→ **REQUIRED WORK**: Please rewrite all the records below, changing "Segments" to "Regions" and leaving everything else as it is. Omit the pictures from your answer.

→ **DATA EXCERPTS**:
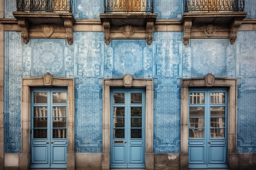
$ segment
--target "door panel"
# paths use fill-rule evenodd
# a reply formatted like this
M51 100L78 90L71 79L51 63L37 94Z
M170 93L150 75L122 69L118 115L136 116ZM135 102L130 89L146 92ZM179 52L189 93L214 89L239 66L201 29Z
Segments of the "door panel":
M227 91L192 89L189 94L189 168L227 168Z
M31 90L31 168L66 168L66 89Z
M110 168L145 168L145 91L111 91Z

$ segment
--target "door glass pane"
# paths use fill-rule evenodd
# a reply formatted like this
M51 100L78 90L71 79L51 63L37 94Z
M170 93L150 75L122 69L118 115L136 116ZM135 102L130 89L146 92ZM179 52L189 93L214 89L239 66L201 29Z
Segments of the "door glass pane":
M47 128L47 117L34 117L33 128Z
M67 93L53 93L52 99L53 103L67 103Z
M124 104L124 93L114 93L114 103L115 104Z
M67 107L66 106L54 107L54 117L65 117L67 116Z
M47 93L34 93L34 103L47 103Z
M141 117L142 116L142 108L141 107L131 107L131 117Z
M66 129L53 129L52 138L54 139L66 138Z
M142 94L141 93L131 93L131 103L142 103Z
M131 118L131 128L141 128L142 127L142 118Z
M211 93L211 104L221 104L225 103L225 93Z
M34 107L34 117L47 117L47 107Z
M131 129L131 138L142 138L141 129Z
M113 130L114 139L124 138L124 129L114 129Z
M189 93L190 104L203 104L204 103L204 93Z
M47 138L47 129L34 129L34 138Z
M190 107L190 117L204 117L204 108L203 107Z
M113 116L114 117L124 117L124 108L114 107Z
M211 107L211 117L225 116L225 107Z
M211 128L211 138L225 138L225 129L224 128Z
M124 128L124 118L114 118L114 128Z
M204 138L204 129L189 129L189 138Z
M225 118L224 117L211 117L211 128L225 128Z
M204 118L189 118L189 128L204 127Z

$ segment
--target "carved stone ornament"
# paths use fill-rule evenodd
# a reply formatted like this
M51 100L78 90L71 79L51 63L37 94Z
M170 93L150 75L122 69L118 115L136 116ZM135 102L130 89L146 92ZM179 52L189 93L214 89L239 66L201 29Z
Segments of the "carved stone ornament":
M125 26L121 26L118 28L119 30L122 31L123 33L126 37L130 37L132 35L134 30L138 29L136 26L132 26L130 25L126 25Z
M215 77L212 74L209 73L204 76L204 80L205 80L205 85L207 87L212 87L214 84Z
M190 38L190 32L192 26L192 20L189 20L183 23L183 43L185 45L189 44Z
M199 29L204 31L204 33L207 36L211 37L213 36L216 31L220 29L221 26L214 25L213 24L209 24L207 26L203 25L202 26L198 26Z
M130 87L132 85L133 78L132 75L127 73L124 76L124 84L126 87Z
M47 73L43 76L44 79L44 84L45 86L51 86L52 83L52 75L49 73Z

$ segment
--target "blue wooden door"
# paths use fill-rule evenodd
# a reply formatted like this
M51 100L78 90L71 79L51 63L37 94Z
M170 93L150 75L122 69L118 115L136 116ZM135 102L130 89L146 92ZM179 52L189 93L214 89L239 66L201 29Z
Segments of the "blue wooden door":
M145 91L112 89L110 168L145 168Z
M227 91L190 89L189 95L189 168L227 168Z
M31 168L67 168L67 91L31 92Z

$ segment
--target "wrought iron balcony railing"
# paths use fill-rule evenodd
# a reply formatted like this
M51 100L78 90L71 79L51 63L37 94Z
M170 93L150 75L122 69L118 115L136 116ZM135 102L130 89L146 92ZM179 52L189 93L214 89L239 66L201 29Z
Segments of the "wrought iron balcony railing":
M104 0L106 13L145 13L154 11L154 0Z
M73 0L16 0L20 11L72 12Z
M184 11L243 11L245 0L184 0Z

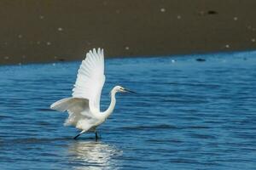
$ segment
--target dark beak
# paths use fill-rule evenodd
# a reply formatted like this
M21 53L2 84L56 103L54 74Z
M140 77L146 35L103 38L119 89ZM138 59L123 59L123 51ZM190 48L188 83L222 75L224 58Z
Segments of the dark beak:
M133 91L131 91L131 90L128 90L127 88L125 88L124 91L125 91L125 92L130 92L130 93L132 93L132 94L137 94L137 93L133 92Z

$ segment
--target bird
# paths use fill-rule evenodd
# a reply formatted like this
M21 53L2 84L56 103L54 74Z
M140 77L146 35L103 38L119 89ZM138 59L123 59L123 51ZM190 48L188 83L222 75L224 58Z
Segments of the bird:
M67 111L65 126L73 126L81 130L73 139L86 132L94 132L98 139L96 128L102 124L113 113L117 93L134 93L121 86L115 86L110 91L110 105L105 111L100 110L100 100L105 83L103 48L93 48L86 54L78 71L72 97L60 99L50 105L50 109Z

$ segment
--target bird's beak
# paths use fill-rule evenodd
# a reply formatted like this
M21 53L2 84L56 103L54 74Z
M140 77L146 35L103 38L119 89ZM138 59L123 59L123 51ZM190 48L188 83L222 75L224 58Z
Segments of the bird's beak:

→ **FINAL RESULT**:
$ segment
--target "door panel"
# paths use fill-rule evenodd
# a reply formatted like this
M51 100L78 90L71 79L51 63L37 94Z
M170 93L150 75L122 69L118 115L136 116ZM135 102L130 89L146 92ZM179 52L189 93L214 89L239 66L201 29Z
Regions of the "door panel":
M227 91L192 89L189 94L189 168L227 168Z
M31 90L31 168L66 168L66 89Z
M110 168L145 168L145 91L111 91Z

$ segment
--target "door glass pane"
# paths use fill-rule evenodd
# a reply formatted like this
M51 100L78 90L71 79L51 63L37 94Z
M170 93L150 75L122 69L118 115L136 116ZM135 102L130 89L146 92ZM179 52L189 93L214 89L239 66L201 29Z
Regions of the "door glass pane":
M47 128L47 117L34 117L33 128Z
M67 93L53 93L52 99L53 103L67 103Z
M124 104L124 93L114 93L114 103L115 104Z
M67 107L66 106L54 107L54 117L65 117L67 116Z
M47 93L34 93L34 103L47 103Z
M141 117L142 116L142 108L141 107L131 107L131 117Z
M66 129L53 129L52 138L54 139L66 138Z
M142 94L141 93L131 93L131 103L142 103Z
M131 118L131 128L141 128L142 127L142 118Z
M211 93L211 104L221 104L225 103L225 93Z
M34 107L34 117L47 117L47 107Z
M131 129L131 138L142 138L141 129Z
M113 130L114 139L124 138L124 129L114 129Z
M189 93L190 104L203 104L204 103L204 93Z
M47 138L47 129L34 129L34 138Z
M190 107L190 117L204 117L204 108L203 107Z
M113 116L114 117L124 117L124 108L114 107Z
M211 107L211 117L225 116L225 107Z
M211 128L211 138L225 138L225 129L224 128Z
M124 128L124 118L114 118L114 128Z
M204 138L204 129L189 129L189 138Z
M225 118L224 117L211 117L211 128L225 128Z
M204 118L189 118L189 128L204 127Z

$ segment
--target "carved stone ornament"
# paths use fill-rule evenodd
# a reply formatted like this
M51 100L78 90L71 79L51 63L37 94Z
M170 93L150 75L122 69L118 115L136 116ZM135 102L130 89L146 92ZM179 52L189 93L214 89L239 66L201 29Z
Regions of the "carved stone ornament":
M125 26L121 26L118 28L119 30L122 31L123 33L126 37L130 37L132 35L134 30L138 29L136 26L132 26L130 25L126 25Z
M215 77L212 74L209 73L204 76L204 80L205 80L205 85L207 87L212 87L214 84Z
M190 38L190 32L192 26L192 20L189 20L183 23L183 43L185 45L189 44Z
M199 29L204 31L204 33L207 36L211 37L213 36L216 31L220 29L221 26L214 25L213 24L209 24L207 26L203 25L202 26L198 26Z
M130 87L132 85L133 78L132 75L127 73L124 76L124 84L126 87Z
M47 73L43 76L44 79L44 84L45 86L51 86L52 83L52 75L49 73Z

$ segment
--target "blue wooden door"
# paths use fill-rule evenodd
# a reply formatted like this
M51 100L78 90L71 79L51 63L37 94Z
M170 93L150 75L122 69L118 115L136 116ZM135 102L130 89L146 92ZM179 52L189 93L214 89L239 66L201 29Z
Regions of the "blue wooden door":
M145 91L112 89L110 168L145 168Z
M227 91L190 89L189 95L189 168L227 168Z
M31 168L67 168L67 91L31 92Z

$ segment
--target "wrought iron balcony railing"
# paths use fill-rule evenodd
# a reply formatted like this
M51 100L78 90L71 79L51 63L37 94Z
M170 93L150 75L122 69L118 115L136 116ZM135 102L130 89L146 92ZM179 52L189 93L214 89L239 66L201 29Z
Regions of the "wrought iron balcony railing":
M104 0L106 13L145 13L154 11L154 0Z
M73 0L16 0L20 11L72 12Z
M184 11L243 11L245 0L184 0Z

$ segment
--target dark beak
# paths use fill-rule evenodd
# a reply formatted like this
M21 53L2 84L56 103L54 74Z
M140 77L146 35L103 38L119 89ZM138 59L123 59L123 51ZM190 48L188 83L222 75L224 58Z
Regions of the dark beak:
M133 91L131 91L131 90L128 90L127 88L125 88L124 91L125 91L125 92L130 92L130 93L132 93L132 94L137 94L137 93L133 92Z

$ segment
--target bird
# paths use fill-rule evenodd
# a reply formatted like this
M21 53L2 84L56 103L54 74Z
M140 77L146 35L103 38L119 89ZM138 59L123 59L123 51ZM190 48L188 83L222 75L224 58Z
Regions of the bird:
M67 111L65 126L73 126L81 130L73 139L86 132L94 132L98 139L96 128L102 124L113 113L117 93L134 93L121 86L115 86L110 91L110 105L105 111L100 110L100 100L105 83L103 48L93 48L86 54L78 71L72 97L60 99L50 105L50 109Z

$ segment
--target bird's beak
# paths use fill-rule evenodd
# a reply formatted like this
M21 53L2 84L56 103L54 74Z
M140 77L146 35L103 38L119 89ZM138 59L123 59L123 51ZM190 48L188 83L222 75L224 58Z
Regions of the bird's beak:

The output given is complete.